### Problem details
Could you copy word for word the lines of the material below, beginning with the line that contains "Please spot the small" and continuing through the end of the material?

[Location annotation dataset excerpts]
* * *

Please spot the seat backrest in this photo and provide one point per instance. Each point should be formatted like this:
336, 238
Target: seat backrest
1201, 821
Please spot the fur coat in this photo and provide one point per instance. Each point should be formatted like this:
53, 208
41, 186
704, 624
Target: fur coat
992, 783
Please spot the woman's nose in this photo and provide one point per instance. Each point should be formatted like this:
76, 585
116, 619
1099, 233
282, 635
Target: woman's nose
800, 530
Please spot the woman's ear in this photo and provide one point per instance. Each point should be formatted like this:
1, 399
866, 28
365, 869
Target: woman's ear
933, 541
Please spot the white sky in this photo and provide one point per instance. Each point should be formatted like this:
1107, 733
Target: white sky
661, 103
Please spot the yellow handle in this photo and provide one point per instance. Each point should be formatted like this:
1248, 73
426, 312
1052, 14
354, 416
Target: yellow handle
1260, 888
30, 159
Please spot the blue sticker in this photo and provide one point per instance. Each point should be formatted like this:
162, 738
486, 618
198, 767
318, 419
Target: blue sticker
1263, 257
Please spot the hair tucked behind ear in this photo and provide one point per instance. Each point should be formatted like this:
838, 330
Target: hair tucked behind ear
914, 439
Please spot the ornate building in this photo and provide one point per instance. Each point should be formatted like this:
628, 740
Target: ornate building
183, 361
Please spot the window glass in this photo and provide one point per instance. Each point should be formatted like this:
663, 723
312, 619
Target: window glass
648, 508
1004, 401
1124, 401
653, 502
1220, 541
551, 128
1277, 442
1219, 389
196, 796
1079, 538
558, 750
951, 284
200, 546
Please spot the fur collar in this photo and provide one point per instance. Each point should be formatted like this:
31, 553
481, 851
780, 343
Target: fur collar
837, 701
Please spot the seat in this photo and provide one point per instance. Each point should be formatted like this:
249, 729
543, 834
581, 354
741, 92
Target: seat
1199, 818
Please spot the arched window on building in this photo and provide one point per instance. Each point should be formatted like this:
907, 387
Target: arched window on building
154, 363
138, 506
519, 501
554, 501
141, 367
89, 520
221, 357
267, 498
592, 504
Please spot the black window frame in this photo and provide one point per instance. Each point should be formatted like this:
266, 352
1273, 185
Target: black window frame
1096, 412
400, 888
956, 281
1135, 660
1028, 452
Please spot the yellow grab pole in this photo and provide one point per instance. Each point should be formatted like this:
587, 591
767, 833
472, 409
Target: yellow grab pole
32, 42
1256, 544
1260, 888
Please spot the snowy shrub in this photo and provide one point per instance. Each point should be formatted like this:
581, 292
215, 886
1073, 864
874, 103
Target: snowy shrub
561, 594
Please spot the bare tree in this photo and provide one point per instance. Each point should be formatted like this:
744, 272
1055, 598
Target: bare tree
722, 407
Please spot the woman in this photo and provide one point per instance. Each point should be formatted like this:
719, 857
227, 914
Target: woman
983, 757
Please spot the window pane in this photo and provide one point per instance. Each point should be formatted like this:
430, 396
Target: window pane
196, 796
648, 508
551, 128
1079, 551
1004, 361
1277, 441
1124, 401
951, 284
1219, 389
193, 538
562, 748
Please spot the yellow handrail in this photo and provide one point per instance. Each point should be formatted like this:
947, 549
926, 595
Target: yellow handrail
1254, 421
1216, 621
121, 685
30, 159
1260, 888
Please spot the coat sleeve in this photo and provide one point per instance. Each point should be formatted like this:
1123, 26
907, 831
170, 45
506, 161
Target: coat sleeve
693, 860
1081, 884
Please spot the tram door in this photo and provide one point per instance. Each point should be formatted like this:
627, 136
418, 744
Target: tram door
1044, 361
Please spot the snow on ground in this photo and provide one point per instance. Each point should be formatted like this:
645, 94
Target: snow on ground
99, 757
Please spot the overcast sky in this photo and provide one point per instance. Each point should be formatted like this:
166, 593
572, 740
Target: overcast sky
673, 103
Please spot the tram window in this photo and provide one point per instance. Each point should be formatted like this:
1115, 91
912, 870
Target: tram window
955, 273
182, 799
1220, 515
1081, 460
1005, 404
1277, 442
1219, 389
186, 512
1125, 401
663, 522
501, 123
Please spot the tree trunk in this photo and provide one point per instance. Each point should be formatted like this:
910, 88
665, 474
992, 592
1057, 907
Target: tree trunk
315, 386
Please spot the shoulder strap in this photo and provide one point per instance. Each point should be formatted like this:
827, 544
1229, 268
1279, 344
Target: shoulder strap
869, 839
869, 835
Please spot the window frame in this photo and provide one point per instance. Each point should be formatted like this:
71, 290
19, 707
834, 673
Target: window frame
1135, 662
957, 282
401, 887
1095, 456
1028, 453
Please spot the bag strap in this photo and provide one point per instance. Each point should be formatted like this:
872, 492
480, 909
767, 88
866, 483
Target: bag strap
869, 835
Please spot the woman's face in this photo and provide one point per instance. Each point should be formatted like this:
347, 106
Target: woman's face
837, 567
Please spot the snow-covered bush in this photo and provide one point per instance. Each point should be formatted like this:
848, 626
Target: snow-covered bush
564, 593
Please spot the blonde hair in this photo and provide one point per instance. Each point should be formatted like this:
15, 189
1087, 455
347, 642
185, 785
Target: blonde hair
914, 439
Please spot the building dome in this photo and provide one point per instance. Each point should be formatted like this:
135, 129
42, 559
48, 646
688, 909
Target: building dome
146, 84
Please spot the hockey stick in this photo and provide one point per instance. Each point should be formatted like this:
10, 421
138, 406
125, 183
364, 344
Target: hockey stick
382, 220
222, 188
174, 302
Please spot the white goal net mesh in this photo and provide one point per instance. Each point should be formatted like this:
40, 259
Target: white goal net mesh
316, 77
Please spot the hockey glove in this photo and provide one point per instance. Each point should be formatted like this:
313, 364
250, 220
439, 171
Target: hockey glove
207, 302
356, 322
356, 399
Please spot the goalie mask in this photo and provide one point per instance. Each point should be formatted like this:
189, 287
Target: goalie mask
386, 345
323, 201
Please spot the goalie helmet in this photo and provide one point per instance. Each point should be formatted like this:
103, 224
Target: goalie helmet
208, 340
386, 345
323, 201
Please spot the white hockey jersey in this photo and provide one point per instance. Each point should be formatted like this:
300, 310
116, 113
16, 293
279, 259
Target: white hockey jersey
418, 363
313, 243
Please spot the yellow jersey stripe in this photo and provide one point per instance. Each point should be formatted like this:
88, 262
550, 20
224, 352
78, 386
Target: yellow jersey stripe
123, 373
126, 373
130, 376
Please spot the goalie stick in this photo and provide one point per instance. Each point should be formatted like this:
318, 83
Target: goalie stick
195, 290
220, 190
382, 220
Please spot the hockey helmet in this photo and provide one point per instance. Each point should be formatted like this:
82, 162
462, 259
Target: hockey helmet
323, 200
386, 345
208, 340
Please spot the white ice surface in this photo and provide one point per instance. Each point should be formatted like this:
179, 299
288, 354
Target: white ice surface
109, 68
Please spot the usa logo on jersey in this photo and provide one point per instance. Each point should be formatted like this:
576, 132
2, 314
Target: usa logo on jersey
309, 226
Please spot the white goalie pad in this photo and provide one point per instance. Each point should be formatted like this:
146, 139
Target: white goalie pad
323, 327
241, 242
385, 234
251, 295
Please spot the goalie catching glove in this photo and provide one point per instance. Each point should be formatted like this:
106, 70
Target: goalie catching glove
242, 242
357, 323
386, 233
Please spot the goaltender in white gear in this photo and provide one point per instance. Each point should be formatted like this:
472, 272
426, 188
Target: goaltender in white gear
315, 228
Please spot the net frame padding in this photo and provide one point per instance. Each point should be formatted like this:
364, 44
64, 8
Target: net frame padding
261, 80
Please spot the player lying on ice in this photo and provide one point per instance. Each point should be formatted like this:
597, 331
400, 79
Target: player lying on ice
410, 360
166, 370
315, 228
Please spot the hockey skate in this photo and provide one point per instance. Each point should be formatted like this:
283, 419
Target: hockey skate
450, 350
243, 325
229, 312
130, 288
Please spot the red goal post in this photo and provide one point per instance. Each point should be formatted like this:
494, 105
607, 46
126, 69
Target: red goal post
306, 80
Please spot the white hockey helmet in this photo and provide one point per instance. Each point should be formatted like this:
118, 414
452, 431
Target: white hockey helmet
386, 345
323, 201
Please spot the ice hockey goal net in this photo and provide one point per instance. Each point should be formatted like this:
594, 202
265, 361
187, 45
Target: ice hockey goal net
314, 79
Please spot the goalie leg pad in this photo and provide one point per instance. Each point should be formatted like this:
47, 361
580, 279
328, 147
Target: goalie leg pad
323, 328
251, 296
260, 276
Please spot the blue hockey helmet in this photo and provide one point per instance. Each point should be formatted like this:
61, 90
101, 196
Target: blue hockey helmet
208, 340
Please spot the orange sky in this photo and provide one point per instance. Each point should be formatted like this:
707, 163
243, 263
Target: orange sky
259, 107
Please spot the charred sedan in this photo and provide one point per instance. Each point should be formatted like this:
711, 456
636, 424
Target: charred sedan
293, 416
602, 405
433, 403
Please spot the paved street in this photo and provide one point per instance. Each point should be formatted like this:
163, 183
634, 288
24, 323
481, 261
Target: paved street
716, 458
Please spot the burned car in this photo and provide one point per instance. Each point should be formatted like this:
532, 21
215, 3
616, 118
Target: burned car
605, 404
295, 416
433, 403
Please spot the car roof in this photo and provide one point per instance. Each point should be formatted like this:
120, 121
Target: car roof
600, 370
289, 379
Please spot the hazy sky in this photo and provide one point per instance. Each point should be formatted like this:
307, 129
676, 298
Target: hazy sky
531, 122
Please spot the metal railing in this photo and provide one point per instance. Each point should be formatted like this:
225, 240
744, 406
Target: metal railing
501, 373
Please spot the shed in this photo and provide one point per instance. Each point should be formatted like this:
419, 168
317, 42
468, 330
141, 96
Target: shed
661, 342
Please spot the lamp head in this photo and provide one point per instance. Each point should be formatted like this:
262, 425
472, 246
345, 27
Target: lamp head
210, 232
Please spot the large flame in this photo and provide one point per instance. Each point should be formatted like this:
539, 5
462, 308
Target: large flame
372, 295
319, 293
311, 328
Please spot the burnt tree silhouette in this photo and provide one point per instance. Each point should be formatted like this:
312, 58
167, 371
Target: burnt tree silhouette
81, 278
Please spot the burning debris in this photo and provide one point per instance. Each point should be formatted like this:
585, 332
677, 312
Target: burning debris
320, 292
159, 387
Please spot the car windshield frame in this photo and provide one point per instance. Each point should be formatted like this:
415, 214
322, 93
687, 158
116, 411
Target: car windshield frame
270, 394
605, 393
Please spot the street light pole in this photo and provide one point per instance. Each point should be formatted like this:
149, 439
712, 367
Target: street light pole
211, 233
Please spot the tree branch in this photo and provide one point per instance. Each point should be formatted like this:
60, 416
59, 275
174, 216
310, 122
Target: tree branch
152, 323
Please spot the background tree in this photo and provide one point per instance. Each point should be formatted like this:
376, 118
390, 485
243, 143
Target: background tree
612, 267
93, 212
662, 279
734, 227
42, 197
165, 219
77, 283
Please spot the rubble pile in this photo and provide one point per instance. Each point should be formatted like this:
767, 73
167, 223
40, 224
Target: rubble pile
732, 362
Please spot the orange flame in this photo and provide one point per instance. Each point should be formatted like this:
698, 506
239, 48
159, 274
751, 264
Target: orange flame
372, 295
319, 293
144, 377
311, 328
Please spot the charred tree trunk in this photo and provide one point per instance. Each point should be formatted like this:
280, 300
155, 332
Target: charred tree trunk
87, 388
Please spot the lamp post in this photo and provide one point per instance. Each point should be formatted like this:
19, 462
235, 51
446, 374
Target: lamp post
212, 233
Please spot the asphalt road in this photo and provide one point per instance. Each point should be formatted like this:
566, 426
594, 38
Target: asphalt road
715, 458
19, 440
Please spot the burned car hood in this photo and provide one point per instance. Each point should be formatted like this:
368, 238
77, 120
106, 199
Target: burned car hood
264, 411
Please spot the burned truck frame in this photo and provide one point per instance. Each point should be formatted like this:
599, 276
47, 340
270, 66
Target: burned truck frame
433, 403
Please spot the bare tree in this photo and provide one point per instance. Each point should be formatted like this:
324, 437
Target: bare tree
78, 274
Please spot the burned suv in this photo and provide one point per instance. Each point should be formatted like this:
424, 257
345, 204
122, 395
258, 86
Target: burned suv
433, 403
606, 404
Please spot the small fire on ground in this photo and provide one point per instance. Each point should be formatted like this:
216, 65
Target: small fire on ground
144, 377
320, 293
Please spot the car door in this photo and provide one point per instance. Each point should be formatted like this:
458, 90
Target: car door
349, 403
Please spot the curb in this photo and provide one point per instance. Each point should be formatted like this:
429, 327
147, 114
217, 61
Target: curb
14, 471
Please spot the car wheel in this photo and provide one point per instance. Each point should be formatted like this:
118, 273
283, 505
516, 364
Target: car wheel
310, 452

* * *

### Solution
Please spot the small fire on ground in this photo and provide one point per instance. Each point should be formatted like this:
216, 65
Target: small fire on ground
144, 377
320, 293
Please spot the car door in this photo and provide one point per instance. Each point should be formatted like this:
458, 90
Target: car door
349, 403
Please spot the curb in this photo and provide one point per instance. Each point should be formatted like this:
429, 327
147, 114
217, 61
Target: curb
14, 471
Please spot the car wheel in this photo and provide one point per instance. Each point should be formatted like this:
118, 273
283, 505
516, 364
Target: car wheel
310, 452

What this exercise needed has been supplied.